TASK DETAILS => Every line from the one containing "of the yellow" through the last line below should be reproduced exactly; please include nothing else.

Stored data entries
________________________________________
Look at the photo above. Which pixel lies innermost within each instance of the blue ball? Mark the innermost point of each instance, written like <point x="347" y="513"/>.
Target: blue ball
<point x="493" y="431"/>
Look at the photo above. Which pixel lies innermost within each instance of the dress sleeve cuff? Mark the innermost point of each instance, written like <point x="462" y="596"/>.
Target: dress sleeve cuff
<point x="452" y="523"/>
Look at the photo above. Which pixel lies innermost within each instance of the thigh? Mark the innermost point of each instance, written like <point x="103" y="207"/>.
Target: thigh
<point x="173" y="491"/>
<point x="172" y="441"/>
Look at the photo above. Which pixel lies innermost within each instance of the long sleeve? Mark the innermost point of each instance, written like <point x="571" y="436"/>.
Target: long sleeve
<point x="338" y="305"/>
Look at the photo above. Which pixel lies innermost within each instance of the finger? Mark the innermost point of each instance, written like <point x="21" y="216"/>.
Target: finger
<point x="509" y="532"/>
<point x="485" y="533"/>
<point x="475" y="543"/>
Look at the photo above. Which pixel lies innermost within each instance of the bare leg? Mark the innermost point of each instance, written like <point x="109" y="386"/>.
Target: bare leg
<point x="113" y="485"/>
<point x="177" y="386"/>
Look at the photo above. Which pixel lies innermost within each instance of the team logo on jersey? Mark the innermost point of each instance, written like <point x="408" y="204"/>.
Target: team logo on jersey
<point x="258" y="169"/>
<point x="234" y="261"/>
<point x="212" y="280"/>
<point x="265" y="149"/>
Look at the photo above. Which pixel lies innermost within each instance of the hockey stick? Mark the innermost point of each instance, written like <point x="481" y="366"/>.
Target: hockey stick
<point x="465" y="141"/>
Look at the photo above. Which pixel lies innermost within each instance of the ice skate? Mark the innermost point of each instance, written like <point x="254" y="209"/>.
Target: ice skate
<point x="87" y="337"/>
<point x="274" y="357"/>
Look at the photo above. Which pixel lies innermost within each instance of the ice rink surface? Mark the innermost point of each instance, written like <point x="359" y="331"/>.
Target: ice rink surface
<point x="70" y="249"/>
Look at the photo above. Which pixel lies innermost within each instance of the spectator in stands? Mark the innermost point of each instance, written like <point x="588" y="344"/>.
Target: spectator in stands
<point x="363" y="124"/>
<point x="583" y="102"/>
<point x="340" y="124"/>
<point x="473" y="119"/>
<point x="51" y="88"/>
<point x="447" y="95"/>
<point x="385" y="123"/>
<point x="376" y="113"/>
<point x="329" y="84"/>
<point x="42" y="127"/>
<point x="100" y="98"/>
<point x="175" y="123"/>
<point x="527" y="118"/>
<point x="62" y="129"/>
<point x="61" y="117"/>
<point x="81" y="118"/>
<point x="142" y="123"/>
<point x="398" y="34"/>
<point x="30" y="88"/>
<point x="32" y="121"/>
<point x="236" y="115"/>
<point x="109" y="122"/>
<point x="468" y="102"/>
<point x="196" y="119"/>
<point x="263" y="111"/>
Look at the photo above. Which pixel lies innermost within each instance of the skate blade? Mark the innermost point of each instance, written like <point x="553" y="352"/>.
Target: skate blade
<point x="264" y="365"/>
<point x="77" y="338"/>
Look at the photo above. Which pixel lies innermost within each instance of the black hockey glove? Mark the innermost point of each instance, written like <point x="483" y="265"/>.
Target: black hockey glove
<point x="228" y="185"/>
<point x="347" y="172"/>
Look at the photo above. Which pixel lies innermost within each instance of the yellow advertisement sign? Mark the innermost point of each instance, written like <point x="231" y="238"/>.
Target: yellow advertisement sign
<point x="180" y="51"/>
________________________________________
RESPONSE AREA =>
Look at the photo above. Which pixel lies innermost within each instance of the yellow advertisement sign? Mark the innermost point of each instance, written like <point x="231" y="238"/>.
Target: yellow advertisement sign
<point x="180" y="51"/>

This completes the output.